Work item:
Using the data below, repeat all of it precisely.

*** Begin section ***

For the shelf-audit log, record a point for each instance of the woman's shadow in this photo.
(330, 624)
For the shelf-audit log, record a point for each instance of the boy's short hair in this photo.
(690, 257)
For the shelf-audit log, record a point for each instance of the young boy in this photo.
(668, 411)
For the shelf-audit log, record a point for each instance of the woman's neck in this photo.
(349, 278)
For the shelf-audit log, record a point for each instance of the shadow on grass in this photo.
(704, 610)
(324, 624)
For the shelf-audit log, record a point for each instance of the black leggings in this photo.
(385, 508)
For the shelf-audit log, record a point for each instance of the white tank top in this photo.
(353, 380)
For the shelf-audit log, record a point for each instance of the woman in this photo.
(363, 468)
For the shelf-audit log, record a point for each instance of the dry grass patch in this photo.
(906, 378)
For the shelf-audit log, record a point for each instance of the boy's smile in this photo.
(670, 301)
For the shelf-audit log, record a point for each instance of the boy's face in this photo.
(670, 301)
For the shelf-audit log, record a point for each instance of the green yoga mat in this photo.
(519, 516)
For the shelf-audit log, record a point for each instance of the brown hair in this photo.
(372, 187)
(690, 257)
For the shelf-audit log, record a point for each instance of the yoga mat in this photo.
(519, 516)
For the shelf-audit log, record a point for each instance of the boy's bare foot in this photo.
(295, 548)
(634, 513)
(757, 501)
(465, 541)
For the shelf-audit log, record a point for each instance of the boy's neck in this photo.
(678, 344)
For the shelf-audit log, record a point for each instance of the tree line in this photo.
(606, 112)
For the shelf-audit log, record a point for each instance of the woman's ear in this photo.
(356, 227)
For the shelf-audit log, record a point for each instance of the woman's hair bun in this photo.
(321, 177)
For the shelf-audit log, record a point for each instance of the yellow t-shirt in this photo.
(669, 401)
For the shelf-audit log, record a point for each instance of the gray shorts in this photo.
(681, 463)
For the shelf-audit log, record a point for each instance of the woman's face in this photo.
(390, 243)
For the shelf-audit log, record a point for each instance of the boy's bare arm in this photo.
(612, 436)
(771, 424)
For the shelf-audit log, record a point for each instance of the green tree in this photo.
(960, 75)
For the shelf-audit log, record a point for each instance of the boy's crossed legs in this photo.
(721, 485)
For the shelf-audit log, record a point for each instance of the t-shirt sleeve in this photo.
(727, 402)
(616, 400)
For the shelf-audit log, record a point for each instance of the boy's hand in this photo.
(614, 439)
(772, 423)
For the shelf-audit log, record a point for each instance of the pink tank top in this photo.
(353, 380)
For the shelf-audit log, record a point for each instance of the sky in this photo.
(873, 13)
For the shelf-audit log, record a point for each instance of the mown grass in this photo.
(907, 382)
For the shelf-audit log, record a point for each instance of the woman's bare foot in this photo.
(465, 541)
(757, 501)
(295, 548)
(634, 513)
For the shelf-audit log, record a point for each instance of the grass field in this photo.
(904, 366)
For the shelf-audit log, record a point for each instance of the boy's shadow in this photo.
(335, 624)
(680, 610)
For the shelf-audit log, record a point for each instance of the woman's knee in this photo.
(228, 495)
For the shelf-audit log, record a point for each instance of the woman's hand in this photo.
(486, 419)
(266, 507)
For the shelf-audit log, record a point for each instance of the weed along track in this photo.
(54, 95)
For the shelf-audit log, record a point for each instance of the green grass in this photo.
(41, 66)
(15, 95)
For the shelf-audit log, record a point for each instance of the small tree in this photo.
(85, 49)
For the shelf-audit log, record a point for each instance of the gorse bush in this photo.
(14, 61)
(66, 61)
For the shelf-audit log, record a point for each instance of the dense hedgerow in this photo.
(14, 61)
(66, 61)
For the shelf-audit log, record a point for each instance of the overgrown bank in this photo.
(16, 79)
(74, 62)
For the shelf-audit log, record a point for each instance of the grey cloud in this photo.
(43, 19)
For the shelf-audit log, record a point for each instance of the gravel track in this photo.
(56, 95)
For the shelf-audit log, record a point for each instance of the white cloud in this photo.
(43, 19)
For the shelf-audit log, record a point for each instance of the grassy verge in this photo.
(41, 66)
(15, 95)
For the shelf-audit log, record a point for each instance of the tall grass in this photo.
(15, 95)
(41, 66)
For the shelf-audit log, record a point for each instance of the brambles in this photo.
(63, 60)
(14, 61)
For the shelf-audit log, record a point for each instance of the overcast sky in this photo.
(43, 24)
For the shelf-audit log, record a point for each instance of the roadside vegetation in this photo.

*** End section ***

Result:
For the shelf-audit log, record a point for each instance of the woman's shadow in this photo.
(330, 624)
For the shelf-audit log, record a point for each instance of the boy's short hair in this photo.
(690, 257)
For the shelf-audit log, record a point for each instance of the young boy in this photo.
(668, 411)
For the shelf-audit log, record a point for each instance of the woman's neck in this photo.
(349, 278)
For the shelf-audit log, record a point for each instance of the shadow on grass in this photo.
(704, 610)
(324, 624)
For the shelf-audit log, record a point for each instance of the black leggings in this photo.
(385, 508)
For the shelf-audit log, record a point for each instance of the white tank top in this photo.
(353, 380)
For the shelf-audit log, record a point for each instance of the woman in this photo.
(363, 468)
For the shelf-audit log, record a point for each instance of the dry grass patch in this photo.
(906, 378)
For the shelf-audit log, record a point for each instance of the boy's smile in this photo.
(670, 301)
For the shelf-audit log, record a point for each instance of the boy's face in this photo.
(670, 301)
For the shelf-audit log, record a point for each instance of the green yoga mat in this photo.
(519, 516)
For the shelf-audit log, record a point for each instance of the brown hair in this photo.
(372, 187)
(690, 257)
For the shelf-audit log, record a point for each instance of the yoga mat in this photo.
(519, 516)
For the shelf-audit log, record a point for each instance of the boy's bare foot in this photo.
(295, 548)
(634, 513)
(757, 501)
(465, 541)
For the shelf-audit log, record a point for each instance of the boy's neck in this photo.
(678, 344)
For the shelf-audit log, record a point for each instance of the tree line in this photo.
(606, 112)
For the shelf-audit log, record a point for each instance of the woman's ear in this photo.
(356, 227)
For the shelf-audit log, record a point for each instance of the woman's hair bun in this photo.
(321, 177)
For the shelf-audit log, record a point for each instance of the yellow t-shirt in this photo.
(669, 401)
For the shelf-audit log, record a point for each instance of the gray shorts in this photo.
(681, 463)
For the shelf-audit log, record a point for each instance of the woman's face in this photo.
(390, 243)
For the shelf-audit log, record a point for each instance of the boy's bare arm in this photo.
(612, 436)
(771, 424)
For the shelf-audit log, record a point for each instance of the green tree in this photo.
(960, 75)
For the shelf-audit log, record a point for each instance of the boy's crossed legs in this photo.
(721, 485)
For the shelf-audit log, record a point for each instance of the t-shirt sleeve in this photo.
(727, 402)
(616, 400)
For the shelf-audit log, record a point for each instance of the boy's hand in this photo.
(614, 439)
(772, 423)
For the shelf-audit log, record a point for each instance of the pink tank top in this photo.
(353, 380)
For the shelf-audit log, record a point for each instance of the sky in this photo.
(873, 13)
For the shelf-audit log, record a point for each instance of the mown grass in this photo.
(907, 382)
For the shelf-audit log, record a point for each instance of the woman's bare foot in this photo.
(465, 541)
(757, 501)
(295, 548)
(634, 513)
For the shelf-audit log, record a point for each instance of the grass field in this photo.
(904, 366)
For the shelf-audit log, record a point for each instance of the boy's shadow in this photo.
(335, 624)
(680, 610)
For the shelf-audit log, record a point for each instance of the woman's knee in this photo.
(228, 495)
For the shelf-audit log, record a point for each instance of the woman's hand in this photo.
(486, 419)
(266, 507)
For the shelf-audit log, record a point for each instance of the weed along track in this photo.
(54, 95)
For the shelf-audit log, record a point for each instance of the green grass in this photo.
(41, 66)
(15, 95)
For the shelf-audit log, record a point for each instance of the small tree in this photo.
(85, 49)
For the shelf-audit log, record a point for each instance of the gorse bush in this photo.
(14, 61)
(66, 61)
For the shelf-audit log, record a point for each instance of the dense hedgerow in this photo.
(14, 61)
(66, 61)
For the shelf-audit log, record a point for each instance of the overgrown bank in this photo.
(16, 79)
(74, 62)
For the shelf-audit log, record a point for each instance of the grey cloud in this photo.
(43, 19)
For the shelf-audit log, record a point for each instance of the gravel track in this photo.
(56, 95)
For the shelf-audit log, record a point for each instance of the white cloud in this photo.
(43, 19)
For the shelf-audit log, record a point for each instance of the grassy verge in this photo.
(41, 66)
(15, 95)
For the shelf-audit log, record a point for each instance of the tall grass in this photo.
(15, 95)
(41, 66)
For the shelf-audit log, record a point for each instance of the brambles in this photo.
(63, 60)
(14, 61)
For the shelf-audit log, record a point for each instance of the overcast sky in this photo.
(43, 24)
For the shelf-audit log, record a point for each instance of the roadside vegetation in this photo.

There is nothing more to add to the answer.